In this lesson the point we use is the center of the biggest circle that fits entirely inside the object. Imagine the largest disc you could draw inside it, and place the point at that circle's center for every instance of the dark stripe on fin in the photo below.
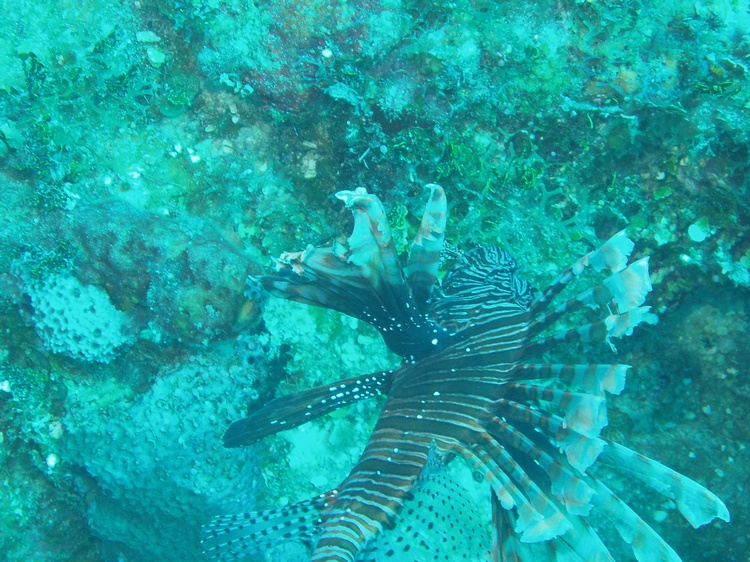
(288, 412)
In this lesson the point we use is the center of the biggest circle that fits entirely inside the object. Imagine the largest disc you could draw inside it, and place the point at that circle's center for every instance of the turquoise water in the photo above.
(155, 154)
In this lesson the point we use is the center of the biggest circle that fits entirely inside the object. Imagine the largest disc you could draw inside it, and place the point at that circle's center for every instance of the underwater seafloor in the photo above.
(155, 153)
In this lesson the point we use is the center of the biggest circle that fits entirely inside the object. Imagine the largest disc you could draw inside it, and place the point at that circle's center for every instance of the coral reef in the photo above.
(160, 151)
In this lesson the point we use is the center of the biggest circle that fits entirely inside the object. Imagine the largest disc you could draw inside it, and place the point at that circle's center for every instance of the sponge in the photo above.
(76, 320)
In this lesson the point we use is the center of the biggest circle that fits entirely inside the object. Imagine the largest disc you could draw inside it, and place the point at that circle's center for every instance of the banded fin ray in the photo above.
(697, 504)
(424, 256)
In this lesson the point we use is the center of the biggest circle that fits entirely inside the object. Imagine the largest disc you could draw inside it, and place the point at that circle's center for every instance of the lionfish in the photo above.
(465, 388)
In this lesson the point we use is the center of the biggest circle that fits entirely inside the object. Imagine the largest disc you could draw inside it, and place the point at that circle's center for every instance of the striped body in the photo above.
(467, 387)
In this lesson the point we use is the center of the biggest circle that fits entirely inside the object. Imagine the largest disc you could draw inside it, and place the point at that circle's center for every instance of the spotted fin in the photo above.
(288, 412)
(233, 537)
(438, 523)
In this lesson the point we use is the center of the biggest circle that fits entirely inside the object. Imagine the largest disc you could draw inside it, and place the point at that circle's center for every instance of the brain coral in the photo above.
○ ○ ○
Your instructions:
Copy out every item above, changing "lesson" to "exercise" wherever it occurs and keeping all other wording as it is. Omit the pictures.

Exercise output:
In this exercise the point we use is the center of the biggest circle that fits entirely inside the object. Imagine the largest disc you could draw inside it, and place the point at that circle's center for every instance of the dark stripe on fin in the photo below.
(288, 412)
In this exercise the point we use is the center of the biggest circle that fits entirely inside the object. Imagine the largest disc you could draw inside it, and place the point at that circle's center for every instance of the turquoise water in the photo above.
(155, 154)
In this exercise the point we use is the center of the biggest circle that fits entirely inside the object. Imagine the largest disc you could draw inside it, and place the point at that circle's center for every instance of the underwater seafloor in the photo above.
(155, 153)
In this exercise the point we use is the center of the biggest circle that fits entirely inside the object. Imagine the largest disc you could draw inside it, and place the point at that circle's center for every instance of the coral reef in the photo above.
(160, 151)
In this exercise the point we use is the center of the biggest circle that fits entirely inside the object. Imagine the largest disc you could draw inside it, and place the point at that circle's center for every instance of the sponge in the photo above.
(76, 320)
In this exercise the point we use is the center of the biggest circle that fits entirely inside the object. Imagine the largest disc you could draw inside it, and place the point at that circle's center for every instance of the banded fin ray in the photo above.
(697, 504)
(424, 256)
In this exercise the point we use is the center of the biggest circle that fits entirely inside the object. Imagine the largest disc you could draw inside it, and place the point at that circle's center for every instance of the lionfish in the photo above.
(465, 388)
In this exercise the point we use is the center of the biggest circle that fits entirely inside the object. Imagine the largest disc you could draw inside it, and place the point at that circle's center for every instance of the striped body in the photo above.
(467, 387)
In this exercise the point we use is the center of the biggest circle that fits entirely inside the object. Imagine the largest disc you could draw inside it, and place the point at that circle's center for every instance of the spotted fin in the photo above.
(288, 412)
(233, 537)
(438, 523)
In this exercise the point we use is the center of the biggest circle that fits entirely inside the object. Imagine the largest disc you could draw inside it, and place the point at that circle's center for every instance of the brain coral in the photo above.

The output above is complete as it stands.